> _YOUR OBJECTIVE_:
From the line with "For 10 points: what is the bounding box of the leafy" through the final line, please write out the listing exactly, including both of those lines.

(Collected data entries)
================
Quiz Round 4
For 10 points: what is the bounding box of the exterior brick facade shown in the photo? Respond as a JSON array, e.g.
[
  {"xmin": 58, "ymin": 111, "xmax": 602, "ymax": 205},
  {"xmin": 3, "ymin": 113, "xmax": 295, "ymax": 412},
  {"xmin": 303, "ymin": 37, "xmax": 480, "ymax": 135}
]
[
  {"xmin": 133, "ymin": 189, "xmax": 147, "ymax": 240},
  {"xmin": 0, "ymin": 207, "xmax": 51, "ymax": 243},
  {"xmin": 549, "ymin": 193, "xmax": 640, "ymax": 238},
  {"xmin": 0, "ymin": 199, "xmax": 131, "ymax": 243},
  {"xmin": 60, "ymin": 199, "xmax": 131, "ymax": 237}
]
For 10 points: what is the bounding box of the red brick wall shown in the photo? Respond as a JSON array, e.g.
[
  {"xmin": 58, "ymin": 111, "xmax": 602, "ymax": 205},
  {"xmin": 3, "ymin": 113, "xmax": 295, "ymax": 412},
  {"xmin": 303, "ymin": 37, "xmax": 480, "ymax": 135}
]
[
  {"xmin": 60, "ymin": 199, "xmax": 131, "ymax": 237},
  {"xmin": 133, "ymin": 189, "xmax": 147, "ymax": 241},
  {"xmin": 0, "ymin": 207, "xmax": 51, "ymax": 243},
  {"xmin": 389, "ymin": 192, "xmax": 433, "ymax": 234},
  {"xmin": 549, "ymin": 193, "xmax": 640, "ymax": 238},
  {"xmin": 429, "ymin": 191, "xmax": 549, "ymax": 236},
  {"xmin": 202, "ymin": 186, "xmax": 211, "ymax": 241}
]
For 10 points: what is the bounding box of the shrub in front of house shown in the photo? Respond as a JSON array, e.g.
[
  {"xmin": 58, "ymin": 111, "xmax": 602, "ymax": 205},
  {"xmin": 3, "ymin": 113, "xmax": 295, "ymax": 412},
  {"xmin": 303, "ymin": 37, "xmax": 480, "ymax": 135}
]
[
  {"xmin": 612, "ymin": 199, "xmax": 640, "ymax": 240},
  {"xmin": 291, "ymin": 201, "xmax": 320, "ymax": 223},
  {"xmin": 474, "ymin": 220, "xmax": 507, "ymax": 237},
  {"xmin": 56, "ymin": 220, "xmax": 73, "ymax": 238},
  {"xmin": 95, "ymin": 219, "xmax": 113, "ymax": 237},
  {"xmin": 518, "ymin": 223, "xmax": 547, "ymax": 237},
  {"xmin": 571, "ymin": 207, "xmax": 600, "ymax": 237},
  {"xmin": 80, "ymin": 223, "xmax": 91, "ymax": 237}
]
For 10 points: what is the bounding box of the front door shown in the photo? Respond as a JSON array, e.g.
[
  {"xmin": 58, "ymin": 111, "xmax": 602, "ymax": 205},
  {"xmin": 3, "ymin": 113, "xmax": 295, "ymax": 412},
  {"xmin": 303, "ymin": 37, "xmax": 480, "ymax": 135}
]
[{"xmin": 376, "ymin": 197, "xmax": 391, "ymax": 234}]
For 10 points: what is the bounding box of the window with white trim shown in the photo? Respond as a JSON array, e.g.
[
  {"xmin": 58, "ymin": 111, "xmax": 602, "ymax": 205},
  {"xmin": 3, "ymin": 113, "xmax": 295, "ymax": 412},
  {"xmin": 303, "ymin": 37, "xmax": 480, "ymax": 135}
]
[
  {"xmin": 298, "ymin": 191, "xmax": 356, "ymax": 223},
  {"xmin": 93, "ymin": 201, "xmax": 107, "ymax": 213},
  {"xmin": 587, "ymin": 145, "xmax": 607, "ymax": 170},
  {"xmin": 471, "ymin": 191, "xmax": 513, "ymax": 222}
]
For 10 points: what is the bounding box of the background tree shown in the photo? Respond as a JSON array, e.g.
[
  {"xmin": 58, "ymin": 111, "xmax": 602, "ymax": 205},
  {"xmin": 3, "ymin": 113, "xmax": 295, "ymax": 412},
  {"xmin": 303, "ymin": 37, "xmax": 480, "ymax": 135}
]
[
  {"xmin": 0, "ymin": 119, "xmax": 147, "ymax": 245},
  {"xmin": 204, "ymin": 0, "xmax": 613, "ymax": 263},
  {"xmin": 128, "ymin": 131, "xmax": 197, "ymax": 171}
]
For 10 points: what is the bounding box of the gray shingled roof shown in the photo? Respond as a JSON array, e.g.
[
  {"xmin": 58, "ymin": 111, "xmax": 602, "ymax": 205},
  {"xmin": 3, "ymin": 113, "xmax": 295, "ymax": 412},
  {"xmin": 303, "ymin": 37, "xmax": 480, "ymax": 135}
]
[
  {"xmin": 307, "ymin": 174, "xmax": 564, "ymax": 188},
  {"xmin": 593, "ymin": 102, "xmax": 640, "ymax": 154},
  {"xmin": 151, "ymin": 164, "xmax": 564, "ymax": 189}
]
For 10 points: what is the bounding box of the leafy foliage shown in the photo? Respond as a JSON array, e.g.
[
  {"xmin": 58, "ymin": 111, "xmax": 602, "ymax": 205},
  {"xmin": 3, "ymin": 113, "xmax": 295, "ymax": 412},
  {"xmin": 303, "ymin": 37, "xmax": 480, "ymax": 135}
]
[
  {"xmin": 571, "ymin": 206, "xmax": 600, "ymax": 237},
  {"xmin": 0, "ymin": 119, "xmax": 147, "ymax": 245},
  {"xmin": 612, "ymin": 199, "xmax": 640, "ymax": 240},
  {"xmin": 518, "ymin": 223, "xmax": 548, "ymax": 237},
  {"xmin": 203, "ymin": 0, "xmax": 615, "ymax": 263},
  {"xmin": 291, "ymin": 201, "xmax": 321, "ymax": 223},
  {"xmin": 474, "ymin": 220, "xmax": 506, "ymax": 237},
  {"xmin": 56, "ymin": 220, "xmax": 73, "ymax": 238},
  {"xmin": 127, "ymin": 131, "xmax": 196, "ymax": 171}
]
================
> _REPLY_:
For 10 points: what is the bounding box of the leafy foliage shown in the photo? Respond as a JSON array, e.g.
[
  {"xmin": 58, "ymin": 111, "xmax": 602, "ymax": 205},
  {"xmin": 3, "ymin": 113, "xmax": 295, "ymax": 412},
  {"xmin": 303, "ymin": 37, "xmax": 480, "ymax": 135}
]
[
  {"xmin": 571, "ymin": 206, "xmax": 600, "ymax": 237},
  {"xmin": 0, "ymin": 119, "xmax": 147, "ymax": 245},
  {"xmin": 612, "ymin": 199, "xmax": 640, "ymax": 240},
  {"xmin": 518, "ymin": 223, "xmax": 548, "ymax": 237},
  {"xmin": 203, "ymin": 0, "xmax": 615, "ymax": 263},
  {"xmin": 291, "ymin": 201, "xmax": 321, "ymax": 223},
  {"xmin": 474, "ymin": 220, "xmax": 506, "ymax": 237},
  {"xmin": 56, "ymin": 220, "xmax": 73, "ymax": 238},
  {"xmin": 127, "ymin": 131, "xmax": 196, "ymax": 171}
]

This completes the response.